[Location identification entries]
________________

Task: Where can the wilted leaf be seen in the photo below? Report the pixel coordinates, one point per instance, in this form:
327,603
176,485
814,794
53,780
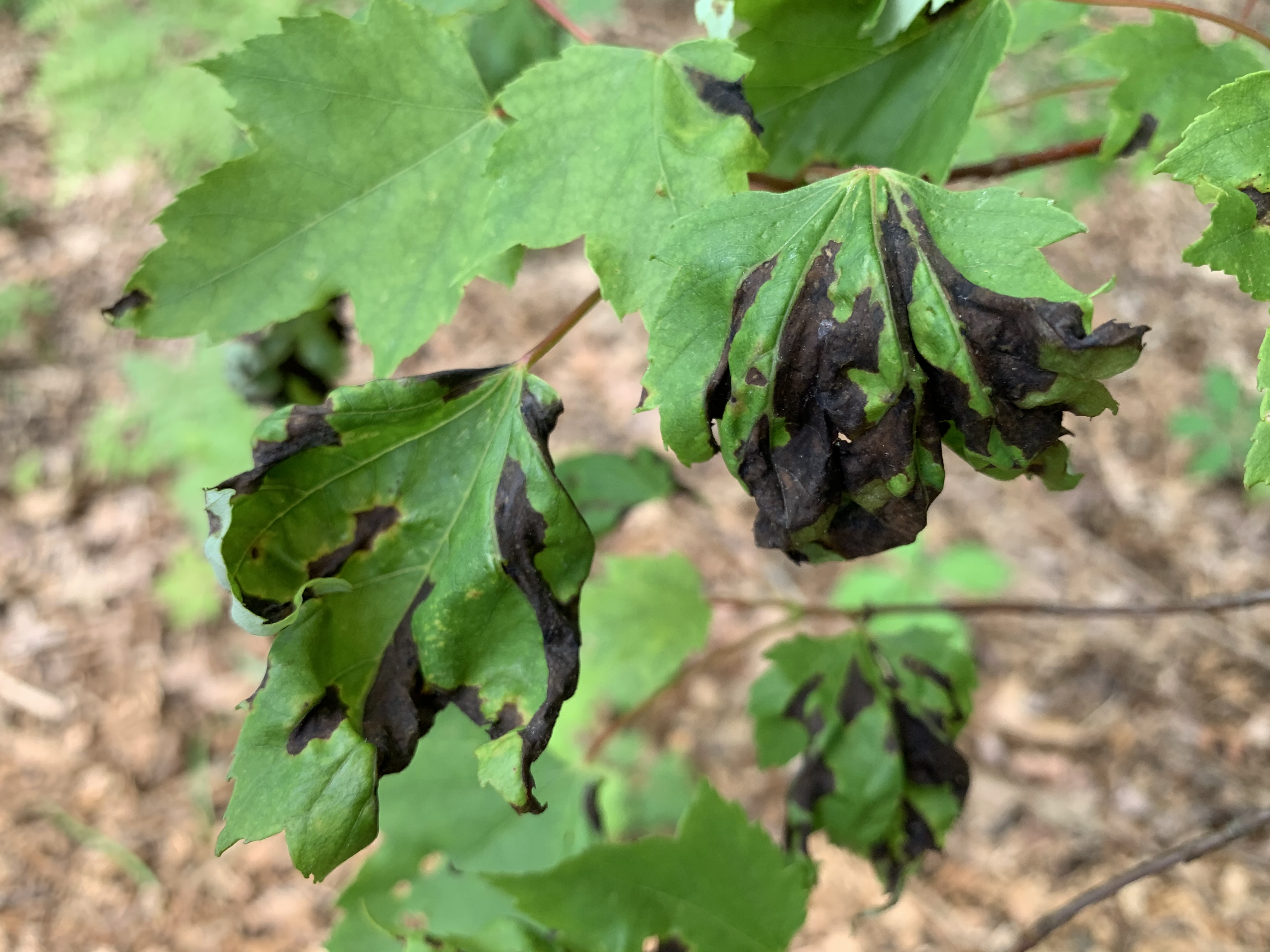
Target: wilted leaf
840,332
412,546
825,93
618,144
441,829
1225,156
294,362
1169,73
370,144
874,719
606,485
719,887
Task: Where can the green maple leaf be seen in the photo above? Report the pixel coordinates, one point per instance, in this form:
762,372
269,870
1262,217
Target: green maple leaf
719,887
412,547
874,719
618,144
1256,468
840,332
1225,156
441,830
827,94
366,179
1169,74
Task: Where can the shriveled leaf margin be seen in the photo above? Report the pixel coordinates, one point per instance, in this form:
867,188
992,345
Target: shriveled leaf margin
409,544
841,332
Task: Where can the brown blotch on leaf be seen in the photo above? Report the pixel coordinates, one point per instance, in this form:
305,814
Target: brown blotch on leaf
319,722
129,303
306,428
366,527
726,97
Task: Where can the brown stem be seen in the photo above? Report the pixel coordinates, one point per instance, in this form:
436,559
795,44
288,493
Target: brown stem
1184,853
1188,11
1213,604
625,720
1066,89
561,17
1009,164
539,351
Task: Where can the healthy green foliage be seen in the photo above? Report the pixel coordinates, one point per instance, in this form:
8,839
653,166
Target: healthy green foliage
826,93
411,545
873,316
606,485
370,145
719,887
1169,74
443,829
876,719
120,83
1220,427
618,144
1223,155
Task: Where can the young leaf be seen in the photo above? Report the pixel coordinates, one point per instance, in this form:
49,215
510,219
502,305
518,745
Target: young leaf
1225,156
370,144
874,719
606,485
618,144
412,545
719,887
839,332
441,829
826,93
1169,73
1256,468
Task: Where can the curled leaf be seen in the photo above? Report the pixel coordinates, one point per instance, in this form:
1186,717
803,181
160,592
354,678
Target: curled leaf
843,332
411,545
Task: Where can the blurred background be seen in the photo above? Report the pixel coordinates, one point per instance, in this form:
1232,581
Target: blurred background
1094,742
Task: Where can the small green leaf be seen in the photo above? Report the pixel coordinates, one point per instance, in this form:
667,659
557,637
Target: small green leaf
1256,468
826,93
839,333
606,485
441,829
1169,74
874,718
719,887
618,144
412,546
370,145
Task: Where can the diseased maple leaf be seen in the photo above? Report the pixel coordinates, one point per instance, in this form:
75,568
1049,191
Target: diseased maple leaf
841,332
409,544
874,719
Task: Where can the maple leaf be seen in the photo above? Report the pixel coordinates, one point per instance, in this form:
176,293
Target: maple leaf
841,332
411,546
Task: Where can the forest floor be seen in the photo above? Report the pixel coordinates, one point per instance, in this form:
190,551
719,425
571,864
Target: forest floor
1094,742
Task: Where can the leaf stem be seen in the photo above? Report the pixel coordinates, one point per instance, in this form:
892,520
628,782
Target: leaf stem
539,351
1230,22
561,17
1187,852
1066,89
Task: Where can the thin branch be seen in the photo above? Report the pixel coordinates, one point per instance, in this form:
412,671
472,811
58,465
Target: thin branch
561,17
1212,604
1066,89
539,351
625,720
1188,11
1184,853
1008,164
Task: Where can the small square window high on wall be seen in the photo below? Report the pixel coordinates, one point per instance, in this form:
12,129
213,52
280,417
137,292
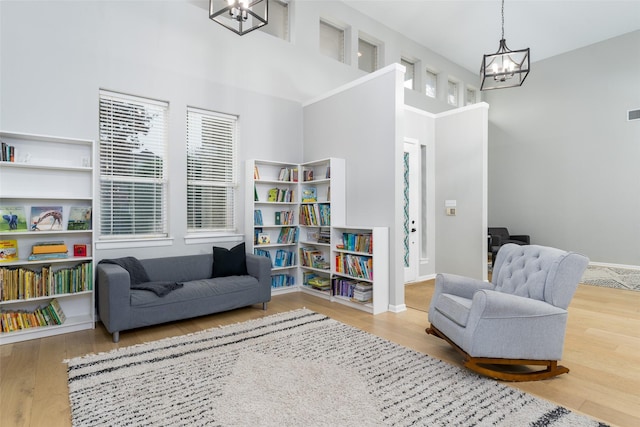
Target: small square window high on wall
278,24
331,41
409,74
367,56
452,93
471,96
431,84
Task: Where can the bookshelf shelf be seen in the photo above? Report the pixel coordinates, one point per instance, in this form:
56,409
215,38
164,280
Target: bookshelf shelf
56,174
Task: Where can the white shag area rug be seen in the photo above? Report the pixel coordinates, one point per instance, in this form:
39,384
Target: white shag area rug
297,368
612,277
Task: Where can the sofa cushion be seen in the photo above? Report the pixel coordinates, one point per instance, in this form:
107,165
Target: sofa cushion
229,262
195,290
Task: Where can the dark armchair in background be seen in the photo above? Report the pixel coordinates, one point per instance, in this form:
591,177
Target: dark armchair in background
499,236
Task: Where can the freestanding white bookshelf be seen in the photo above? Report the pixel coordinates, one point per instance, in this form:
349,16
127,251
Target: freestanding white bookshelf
48,171
312,198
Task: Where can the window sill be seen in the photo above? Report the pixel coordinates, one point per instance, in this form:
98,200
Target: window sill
196,239
134,243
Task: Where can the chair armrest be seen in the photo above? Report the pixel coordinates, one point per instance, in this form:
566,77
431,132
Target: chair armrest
114,296
490,304
461,286
512,327
260,268
522,238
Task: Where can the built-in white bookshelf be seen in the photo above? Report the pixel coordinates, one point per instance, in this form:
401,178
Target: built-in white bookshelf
312,198
360,267
46,172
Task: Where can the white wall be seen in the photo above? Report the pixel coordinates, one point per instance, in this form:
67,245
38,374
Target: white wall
564,162
361,124
57,55
461,176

________________

Copy the listing in full and without alteration, omitting every picture.

Task: Where can the wilted leaf be seen in the photo below? Report the pixel coordinates, one point per instance, in this form:
327,603
176,485
814,794
53,780
Target: wilted leaf
840,332
412,546
825,93
618,144
441,829
1225,156
294,362
1169,73
370,144
874,719
606,485
719,887
Task: Where can the green maple leaf be seen in the photo above? Report the pixel coordinates, one point per instance, in this form:
762,372
269,870
1262,217
Target: green maple leaf
719,887
412,547
874,719
618,144
1256,468
840,332
1225,156
441,830
827,94
366,179
1169,74
Task: Where can the shriveled leaf margin be seen in the photo above? Report the pixel coordinates, one point per instance, in this form:
867,188
992,345
Target: shriveled leaf margin
409,544
841,332
Task: Where can the brown blotch on leaf be seen in the photo above? Report the pixel coordinates, one point per instance, in this form:
305,814
Target: brown blotch on leaf
319,722
129,303
306,428
366,527
726,97
Task: Where can the brown stem be seen in the photo above? Report the pixel coordinates, one point per instance, in this form:
436,559
795,44
288,493
Target: brown stem
1184,853
1188,11
1213,604
625,720
1066,89
561,17
1009,164
539,351
Task: Where can the healthy green foliage be seen in the photo above? Report the pixel coordinates, one point per instance, in this form:
8,839
653,166
Target: healthy green foliage
826,93
411,545
873,316
606,485
370,145
719,887
1169,74
443,829
876,719
120,83
1220,427
618,144
1223,155
Task: Where can the young leaf be seen in the photo above? Report the pixel coordinates, one point per instance, in this form:
49,215
510,219
502,305
518,745
Target: young leaf
1225,156
370,144
874,719
606,485
618,144
412,545
719,887
839,332
441,829
826,93
1169,73
1256,468
Task: Where can the curled leaf be seen in the photo above? Report the pixel coordinates, one point per instance, in this form:
1186,717
803,181
160,592
354,678
Target: curled leaf
843,332
411,545
Task: Where can the blurred background be seen in the photo above? Report the pixel coordinates, one point per instance, in this form:
1232,581
Target: blurred background
1094,742
Task: Where can the small green leaf be seen in the photo above? Report the pixel coordinates, one point per instance, in this form:
667,659
557,637
Target: small green leaf
1256,468
826,93
839,333
606,485
441,829
1169,74
874,718
719,887
618,144
412,546
370,145
Task: Where can the diseased maple leaf be seen in the photo above? Report the pixel coordinates, one point per instance, in this form:
75,568
1049,191
Target: diseased maple leaf
841,332
409,544
874,719
Task: Where can the maple leaf be seen in the photo above? Report the pixel coordinates, one point per instance, in this form:
176,293
Target: maple leaf
841,332
411,546
Task: Where can the forest floor be seen in the photo above? Report the pixel coordinates, one point per instance, in this form:
190,551
719,425
571,864
Target: forest floor
1094,742
Task: Where can the leaf stem be seen in the photo above? Report the pixel coordinates, one point per instance, in this form:
892,520
628,782
Target: leaf stem
539,351
1230,22
561,17
1187,852
1066,89
Task: Where can the thin branch be seen in the photo above? Report the pixel coordinates, one point per instance, in this form:
412,671
472,811
58,465
Target: thin branch
561,17
1212,604
1066,89
539,351
625,720
1188,11
1184,853
1008,164
Task: Where can the small square window high on wall be seen in the photo below? Report the pixel coordinates, one point per instance, in this form:
12,129
213,52
280,417
137,292
Target: small square window high on wall
278,24
331,41
409,74
367,56
452,93
471,96
431,84
Task: Where can the bookshelf shelf be seen in the photo above? Report the pixel coordinates, one point per instance, in this form:
56,409
215,38
164,280
Target: bookshelf shelf
56,174
Task: Where can the white shag area rug be seen in the photo above? Report the pixel coordinates, one point per instance, in this form:
39,384
Target: white shag area rug
297,368
612,277
Task: Where can the sofa cushion be seen in the photo above? Report the pixel coordinates, one point per instance, in this form:
107,165
Target: sofa cushion
229,262
195,290
Task: Where can the dark armchair in background be seen in the photo above? Report the pixel coordinates, one point per instance, in this form:
591,177
Target: dark armchair in background
499,236
Task: Where can the freestanding white bookshelf be seen in the photo above? Report the pixel coordinates, one point per instance, in this form:
349,16
127,251
Target: freestanding white bookshelf
48,171
312,198
Task: Where can the window sill be seen in the photo above? Report the pixel coordinates, one point per instance, in this form:
98,200
Target: window sill
196,239
134,243
Task: Where can the chair armrest be seen in the photo above? Report the pixel coordinates, one point per instance, in this form:
566,77
431,132
Target: chair armrest
114,296
490,304
461,286
512,327
260,268
522,238
Task: Where can the built-in white bookshelf be seen in the photo above? Report the pixel coordinates, one point per instance, in this form:
401,178
Target: built-in white bookshelf
312,198
360,267
46,172
Task: Where can the white wall be seen in the photo above? Report the pixel coordinates, one point per instance, in this form:
67,245
38,374
Target: white wall
564,162
361,124
57,55
461,176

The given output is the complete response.